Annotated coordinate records
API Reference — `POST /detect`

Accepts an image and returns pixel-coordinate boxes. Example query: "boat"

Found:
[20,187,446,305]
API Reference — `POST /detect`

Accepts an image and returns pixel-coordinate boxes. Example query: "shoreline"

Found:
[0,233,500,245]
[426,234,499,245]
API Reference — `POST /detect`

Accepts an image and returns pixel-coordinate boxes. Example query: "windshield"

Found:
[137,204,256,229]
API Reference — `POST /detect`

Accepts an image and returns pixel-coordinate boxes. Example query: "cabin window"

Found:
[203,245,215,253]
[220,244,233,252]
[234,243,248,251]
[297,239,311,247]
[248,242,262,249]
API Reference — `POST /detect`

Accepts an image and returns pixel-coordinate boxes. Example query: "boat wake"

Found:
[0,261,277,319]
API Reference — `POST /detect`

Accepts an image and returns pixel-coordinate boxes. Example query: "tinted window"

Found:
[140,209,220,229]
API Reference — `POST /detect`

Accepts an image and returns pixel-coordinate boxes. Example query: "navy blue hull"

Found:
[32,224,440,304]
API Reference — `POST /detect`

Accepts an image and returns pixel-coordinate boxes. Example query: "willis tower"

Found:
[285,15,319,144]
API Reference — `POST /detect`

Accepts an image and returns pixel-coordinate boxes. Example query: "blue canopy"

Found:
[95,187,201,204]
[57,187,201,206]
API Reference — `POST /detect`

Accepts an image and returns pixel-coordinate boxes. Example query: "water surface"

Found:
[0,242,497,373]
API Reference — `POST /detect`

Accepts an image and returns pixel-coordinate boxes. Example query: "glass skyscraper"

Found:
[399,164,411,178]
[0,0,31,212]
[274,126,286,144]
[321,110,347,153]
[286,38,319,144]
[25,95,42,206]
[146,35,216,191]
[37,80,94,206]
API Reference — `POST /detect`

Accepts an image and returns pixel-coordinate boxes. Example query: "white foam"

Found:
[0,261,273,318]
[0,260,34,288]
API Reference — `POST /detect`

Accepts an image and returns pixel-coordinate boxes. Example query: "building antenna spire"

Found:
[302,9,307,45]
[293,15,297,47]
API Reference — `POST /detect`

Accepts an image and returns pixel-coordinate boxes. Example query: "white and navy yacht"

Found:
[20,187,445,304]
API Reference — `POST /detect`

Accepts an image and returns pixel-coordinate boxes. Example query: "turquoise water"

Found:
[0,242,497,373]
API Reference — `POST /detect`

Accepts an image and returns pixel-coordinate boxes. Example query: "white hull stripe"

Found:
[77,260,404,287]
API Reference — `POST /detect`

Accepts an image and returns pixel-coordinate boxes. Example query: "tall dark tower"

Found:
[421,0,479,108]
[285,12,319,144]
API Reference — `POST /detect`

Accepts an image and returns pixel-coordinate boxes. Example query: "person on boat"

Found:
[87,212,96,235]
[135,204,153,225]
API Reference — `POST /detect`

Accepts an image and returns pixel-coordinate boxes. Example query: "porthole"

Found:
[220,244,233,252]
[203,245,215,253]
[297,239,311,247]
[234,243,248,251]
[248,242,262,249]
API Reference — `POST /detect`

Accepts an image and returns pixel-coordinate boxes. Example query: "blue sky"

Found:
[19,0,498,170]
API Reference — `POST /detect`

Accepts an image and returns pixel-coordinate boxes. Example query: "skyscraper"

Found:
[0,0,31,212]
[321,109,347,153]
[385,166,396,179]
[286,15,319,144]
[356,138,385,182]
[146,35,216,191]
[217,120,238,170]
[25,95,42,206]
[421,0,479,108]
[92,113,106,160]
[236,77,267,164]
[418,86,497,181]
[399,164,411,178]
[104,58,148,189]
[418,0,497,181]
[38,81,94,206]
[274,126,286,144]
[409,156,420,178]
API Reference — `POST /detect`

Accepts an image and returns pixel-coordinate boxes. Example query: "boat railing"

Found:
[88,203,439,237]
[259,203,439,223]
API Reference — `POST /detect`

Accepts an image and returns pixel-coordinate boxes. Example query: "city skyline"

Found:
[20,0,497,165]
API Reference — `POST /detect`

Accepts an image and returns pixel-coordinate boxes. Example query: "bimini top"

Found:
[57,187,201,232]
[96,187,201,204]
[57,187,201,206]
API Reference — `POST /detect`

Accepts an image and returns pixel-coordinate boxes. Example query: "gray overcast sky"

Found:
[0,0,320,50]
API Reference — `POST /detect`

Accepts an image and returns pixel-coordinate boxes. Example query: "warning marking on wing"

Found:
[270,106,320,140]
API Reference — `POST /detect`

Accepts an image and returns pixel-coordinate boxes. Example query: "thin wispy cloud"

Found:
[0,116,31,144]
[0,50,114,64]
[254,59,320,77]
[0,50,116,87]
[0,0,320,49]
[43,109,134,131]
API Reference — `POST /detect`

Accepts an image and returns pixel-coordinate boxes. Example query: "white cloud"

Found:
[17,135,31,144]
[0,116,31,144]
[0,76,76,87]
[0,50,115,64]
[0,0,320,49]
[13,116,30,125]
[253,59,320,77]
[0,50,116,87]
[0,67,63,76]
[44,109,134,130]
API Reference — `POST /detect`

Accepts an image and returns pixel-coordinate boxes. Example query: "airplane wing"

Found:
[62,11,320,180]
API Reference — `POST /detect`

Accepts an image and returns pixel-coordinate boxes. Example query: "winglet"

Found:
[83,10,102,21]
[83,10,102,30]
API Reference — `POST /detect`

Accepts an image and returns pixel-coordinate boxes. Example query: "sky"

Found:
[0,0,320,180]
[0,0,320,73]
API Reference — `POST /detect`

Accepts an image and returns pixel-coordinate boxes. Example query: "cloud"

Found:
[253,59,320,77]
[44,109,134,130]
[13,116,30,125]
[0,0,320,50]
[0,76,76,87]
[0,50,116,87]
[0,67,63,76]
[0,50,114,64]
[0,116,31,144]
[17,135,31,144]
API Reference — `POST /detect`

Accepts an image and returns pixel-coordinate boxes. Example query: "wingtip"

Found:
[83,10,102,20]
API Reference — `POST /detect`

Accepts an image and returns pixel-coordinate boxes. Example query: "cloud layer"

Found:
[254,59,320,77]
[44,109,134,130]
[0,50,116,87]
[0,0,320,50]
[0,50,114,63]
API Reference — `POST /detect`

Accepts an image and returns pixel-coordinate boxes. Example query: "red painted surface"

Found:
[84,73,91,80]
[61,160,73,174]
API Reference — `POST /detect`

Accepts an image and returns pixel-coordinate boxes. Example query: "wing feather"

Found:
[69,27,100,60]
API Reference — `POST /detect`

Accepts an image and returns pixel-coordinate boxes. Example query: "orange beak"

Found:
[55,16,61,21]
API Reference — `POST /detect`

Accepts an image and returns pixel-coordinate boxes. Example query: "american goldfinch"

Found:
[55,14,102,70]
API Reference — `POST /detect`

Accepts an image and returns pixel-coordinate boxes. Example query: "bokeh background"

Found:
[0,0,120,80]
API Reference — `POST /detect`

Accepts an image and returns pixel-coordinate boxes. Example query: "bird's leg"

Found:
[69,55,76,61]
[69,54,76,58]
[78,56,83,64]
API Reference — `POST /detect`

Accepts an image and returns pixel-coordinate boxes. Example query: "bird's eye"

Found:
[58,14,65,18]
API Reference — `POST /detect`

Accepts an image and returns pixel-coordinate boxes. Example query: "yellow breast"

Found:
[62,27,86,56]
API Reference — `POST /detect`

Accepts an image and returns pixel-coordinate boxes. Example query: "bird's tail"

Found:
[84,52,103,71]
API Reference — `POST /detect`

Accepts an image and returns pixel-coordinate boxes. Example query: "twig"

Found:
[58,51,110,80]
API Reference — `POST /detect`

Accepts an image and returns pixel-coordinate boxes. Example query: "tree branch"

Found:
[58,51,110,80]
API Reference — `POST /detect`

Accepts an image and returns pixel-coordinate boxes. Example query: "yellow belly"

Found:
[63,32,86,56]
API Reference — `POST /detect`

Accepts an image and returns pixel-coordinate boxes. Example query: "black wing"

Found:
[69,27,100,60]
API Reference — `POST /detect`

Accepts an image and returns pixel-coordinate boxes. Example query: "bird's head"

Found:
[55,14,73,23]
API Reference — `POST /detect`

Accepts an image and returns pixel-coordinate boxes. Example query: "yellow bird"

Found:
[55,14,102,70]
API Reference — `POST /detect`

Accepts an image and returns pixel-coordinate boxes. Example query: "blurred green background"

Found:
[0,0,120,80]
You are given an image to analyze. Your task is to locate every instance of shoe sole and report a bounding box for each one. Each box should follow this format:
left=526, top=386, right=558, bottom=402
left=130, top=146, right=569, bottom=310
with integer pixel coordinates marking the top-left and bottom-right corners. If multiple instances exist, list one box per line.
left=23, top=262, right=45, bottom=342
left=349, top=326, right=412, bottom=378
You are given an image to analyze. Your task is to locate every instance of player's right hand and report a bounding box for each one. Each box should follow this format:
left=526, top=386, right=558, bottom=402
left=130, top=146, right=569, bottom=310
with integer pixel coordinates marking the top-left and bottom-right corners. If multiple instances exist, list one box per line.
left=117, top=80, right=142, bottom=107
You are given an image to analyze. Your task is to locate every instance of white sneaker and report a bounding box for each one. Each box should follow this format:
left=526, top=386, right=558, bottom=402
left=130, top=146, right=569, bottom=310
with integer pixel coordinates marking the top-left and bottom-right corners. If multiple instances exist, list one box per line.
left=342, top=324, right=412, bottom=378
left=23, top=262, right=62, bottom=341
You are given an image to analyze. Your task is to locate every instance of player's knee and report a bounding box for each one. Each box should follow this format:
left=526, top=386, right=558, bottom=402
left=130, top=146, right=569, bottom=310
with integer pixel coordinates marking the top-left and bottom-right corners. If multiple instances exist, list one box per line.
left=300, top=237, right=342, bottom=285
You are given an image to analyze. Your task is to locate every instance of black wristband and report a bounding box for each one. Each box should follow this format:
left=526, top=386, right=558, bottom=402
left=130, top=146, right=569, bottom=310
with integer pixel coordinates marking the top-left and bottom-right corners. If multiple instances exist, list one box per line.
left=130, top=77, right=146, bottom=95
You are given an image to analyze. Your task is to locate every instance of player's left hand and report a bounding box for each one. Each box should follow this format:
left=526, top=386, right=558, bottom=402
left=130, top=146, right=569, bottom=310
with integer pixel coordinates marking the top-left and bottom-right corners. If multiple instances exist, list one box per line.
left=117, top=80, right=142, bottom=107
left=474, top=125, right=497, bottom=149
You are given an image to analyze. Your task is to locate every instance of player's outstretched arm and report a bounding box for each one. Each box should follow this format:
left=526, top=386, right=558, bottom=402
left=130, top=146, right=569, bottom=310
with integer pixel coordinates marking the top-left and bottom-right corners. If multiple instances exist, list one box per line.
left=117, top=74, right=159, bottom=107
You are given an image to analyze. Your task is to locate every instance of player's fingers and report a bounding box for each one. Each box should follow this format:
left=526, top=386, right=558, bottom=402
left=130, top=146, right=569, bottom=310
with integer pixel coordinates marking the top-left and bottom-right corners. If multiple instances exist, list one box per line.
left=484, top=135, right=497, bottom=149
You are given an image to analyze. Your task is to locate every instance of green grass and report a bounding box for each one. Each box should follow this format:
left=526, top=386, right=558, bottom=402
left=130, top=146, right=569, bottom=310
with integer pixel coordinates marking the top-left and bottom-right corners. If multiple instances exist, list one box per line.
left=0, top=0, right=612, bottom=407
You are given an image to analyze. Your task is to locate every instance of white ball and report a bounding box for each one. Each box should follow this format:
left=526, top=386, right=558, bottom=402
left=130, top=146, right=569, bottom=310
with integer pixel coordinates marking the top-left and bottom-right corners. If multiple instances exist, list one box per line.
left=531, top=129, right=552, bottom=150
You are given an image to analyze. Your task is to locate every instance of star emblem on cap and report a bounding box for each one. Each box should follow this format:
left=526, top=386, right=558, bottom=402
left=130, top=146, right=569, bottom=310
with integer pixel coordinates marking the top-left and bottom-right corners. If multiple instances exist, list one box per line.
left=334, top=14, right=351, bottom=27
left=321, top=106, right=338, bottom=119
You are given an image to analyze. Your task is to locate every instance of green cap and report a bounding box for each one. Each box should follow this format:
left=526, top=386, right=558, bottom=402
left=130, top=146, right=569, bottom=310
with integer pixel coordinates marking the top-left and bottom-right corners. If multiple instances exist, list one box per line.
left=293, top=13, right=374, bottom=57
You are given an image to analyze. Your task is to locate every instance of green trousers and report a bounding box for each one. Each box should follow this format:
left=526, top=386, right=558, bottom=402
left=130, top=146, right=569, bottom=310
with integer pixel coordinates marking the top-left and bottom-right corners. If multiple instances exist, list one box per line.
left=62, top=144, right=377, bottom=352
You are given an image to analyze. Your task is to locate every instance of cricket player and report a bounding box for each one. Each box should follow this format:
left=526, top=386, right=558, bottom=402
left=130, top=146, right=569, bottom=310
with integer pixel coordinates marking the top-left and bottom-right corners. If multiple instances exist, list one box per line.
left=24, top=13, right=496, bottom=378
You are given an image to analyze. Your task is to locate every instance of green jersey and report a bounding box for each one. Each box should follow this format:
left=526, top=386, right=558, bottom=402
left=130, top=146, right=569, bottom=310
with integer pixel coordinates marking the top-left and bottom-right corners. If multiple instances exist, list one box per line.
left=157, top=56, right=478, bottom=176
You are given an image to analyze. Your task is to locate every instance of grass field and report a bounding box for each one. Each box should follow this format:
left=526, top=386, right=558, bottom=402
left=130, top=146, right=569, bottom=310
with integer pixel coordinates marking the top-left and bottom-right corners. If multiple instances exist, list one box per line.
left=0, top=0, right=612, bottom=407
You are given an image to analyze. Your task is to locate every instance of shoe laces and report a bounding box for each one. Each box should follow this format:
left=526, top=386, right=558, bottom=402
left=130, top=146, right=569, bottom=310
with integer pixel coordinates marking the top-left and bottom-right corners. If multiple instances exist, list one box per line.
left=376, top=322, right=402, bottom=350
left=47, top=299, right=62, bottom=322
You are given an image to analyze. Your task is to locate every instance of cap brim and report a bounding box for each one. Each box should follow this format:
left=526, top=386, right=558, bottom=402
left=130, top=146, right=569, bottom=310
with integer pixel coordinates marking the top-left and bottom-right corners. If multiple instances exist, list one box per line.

Given instruction: Echo the lines of the records above from the one containing "instance of star" through the one containing "left=24, top=13, right=496, bottom=378", both included, reproducing them character for character.

Task solution:
You are given an image to analyze. Your task is to locate every instance of star emblem on cap and report a bounding box for each one. Each box should follow this format:
left=526, top=386, right=558, bottom=402
left=130, top=146, right=569, bottom=310
with integer pixel coordinates marking the top-left and bottom-right corners. If multiple instances exist, list one box per line.
left=334, top=14, right=351, bottom=27
left=321, top=106, right=338, bottom=119
You are given an image to analyze. Your task is to locate every instance of green cap and report a bounding box for each one. Each box should follow this format:
left=526, top=386, right=558, bottom=402
left=130, top=146, right=569, bottom=310
with integer pixel coordinates marking the top-left and bottom-right corners. If multiple instances exist, list one box per line.
left=293, top=13, right=374, bottom=57
You are given an image to analyze. Your task is to locate every instance of green trousers and report a bounding box for each one. Each box should follow this format:
left=526, top=386, right=558, bottom=402
left=130, top=146, right=569, bottom=310
with integer pixel coordinates marking the top-left and bottom-right corners. If multiple instances exist, list one box per line.
left=62, top=144, right=377, bottom=352
You are given an image to analyze. Your task is to locate every instance of cricket player and report a bounding box for each one. Each box should follow this format:
left=526, top=386, right=558, bottom=402
left=130, top=146, right=569, bottom=310
with integer pixel coordinates marking the top-left and bottom-right corners. If multiple instances exist, list one box per line.
left=24, top=13, right=496, bottom=378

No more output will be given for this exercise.